*OBJECTIVE*. Take the line that contains "of the stern" and all lines after it, up to and including the last line of the data, and write them out exactly; nothing else belongs in the answer.

** start of SUPPLIED ENTRIES **

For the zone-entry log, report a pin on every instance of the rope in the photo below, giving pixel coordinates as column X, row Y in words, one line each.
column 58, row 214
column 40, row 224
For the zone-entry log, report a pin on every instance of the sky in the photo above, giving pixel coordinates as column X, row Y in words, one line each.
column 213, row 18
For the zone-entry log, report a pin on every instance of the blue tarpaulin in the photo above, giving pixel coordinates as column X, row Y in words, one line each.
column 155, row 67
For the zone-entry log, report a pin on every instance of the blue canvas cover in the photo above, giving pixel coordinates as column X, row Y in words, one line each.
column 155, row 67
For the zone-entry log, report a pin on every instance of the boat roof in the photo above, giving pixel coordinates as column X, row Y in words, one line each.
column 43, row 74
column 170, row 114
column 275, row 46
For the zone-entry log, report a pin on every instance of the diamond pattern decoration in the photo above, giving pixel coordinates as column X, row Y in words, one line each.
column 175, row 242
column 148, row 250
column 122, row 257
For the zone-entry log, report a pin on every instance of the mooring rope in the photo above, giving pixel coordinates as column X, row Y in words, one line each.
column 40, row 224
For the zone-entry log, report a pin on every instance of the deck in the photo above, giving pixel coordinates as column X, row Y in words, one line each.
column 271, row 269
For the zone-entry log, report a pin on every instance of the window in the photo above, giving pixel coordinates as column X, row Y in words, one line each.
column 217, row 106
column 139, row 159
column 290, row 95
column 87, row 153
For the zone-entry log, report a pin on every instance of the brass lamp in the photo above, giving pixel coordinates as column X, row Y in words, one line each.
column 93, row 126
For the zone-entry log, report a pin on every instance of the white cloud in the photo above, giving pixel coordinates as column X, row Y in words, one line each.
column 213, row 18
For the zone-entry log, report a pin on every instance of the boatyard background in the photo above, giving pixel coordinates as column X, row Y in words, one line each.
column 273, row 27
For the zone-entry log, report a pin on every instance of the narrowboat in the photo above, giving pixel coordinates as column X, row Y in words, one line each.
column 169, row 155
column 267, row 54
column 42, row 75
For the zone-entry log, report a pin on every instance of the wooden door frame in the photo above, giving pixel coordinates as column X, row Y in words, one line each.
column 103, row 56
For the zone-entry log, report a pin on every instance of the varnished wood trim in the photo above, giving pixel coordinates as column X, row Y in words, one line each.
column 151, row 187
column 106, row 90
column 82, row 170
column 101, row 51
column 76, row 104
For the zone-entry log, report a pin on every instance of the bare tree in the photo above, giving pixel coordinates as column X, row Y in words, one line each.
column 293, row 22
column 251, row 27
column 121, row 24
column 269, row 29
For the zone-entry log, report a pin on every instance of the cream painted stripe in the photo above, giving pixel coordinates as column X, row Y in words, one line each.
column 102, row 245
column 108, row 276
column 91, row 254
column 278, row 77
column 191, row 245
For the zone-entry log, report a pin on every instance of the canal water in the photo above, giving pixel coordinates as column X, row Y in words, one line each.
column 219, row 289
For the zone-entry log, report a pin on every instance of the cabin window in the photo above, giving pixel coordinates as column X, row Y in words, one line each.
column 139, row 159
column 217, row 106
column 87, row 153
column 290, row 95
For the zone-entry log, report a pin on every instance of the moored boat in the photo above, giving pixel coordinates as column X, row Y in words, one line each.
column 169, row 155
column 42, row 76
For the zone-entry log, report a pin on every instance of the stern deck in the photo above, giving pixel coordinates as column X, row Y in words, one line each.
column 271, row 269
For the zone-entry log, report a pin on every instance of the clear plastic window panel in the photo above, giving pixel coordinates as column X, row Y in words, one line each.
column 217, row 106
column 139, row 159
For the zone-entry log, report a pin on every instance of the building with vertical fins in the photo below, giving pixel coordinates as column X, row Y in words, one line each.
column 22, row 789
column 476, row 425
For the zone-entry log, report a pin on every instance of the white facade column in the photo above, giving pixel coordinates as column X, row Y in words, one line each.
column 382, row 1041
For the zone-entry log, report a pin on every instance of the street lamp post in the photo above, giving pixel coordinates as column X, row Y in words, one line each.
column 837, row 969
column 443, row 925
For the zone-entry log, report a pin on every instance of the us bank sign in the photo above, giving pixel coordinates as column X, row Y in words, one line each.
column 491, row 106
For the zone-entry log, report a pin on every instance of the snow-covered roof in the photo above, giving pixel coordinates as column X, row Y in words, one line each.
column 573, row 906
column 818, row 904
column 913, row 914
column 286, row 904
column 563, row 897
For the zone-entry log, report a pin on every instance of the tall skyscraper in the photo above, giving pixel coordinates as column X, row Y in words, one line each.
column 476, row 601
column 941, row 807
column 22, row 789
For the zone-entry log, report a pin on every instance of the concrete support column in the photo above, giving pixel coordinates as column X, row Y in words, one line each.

** end of SUPPLIED ENTRIES **

*IN RESPONSE*.
For the zone-entry log, report a pin on every instance of the stern deck in the photo above, giving pixel coordinates as column X, row Y in words, one line each.
column 271, row 269
For the zone-entry log, report a pin on every instance of the clear plastic window panel in the photo above, giving pixel coordinates as column X, row Y in words, one line each.
column 217, row 106
column 139, row 159
For the zone-entry log, report a pin on every instance of the building with vertical fins in the photo below, giving pixel coordinates as column X, row Y in words, one line each.
column 22, row 789
column 476, row 425
For the zone-entry log, report a pin on every instance of the white facade column in the photo above, giving pixel coordinates as column X, row Y in words, one line each.
column 382, row 1041
For the zone-entry log, report a pin on every instance of the street lamp post in the photo above, giving pixel coordinates as column X, row Y in words, one line each.
column 837, row 969
column 443, row 925
For the zone-entry log, report a pin on every instance of the us bank sign in the photo above, giving pixel coordinates as column X, row Y in words, one line each.
column 491, row 106
For the zone-entry log, report a pin on every instance of the snow-covered roof in the photo above, giving pixel coordinates as column X, row Y in words, one line each.
column 573, row 906
column 818, row 904
column 913, row 914
column 286, row 904
column 563, row 897
For the zone-entry log, report a pin on every instance of the tall skyscraper in the photo above, giving pixel coordinates as column X, row Y in words, one line each.
column 476, row 601
column 941, row 807
column 22, row 789
For the zone-entry log, report a pin on every instance of the concrete support column in the photo above, giving pixel coordinates as column X, row Y in words, one line each.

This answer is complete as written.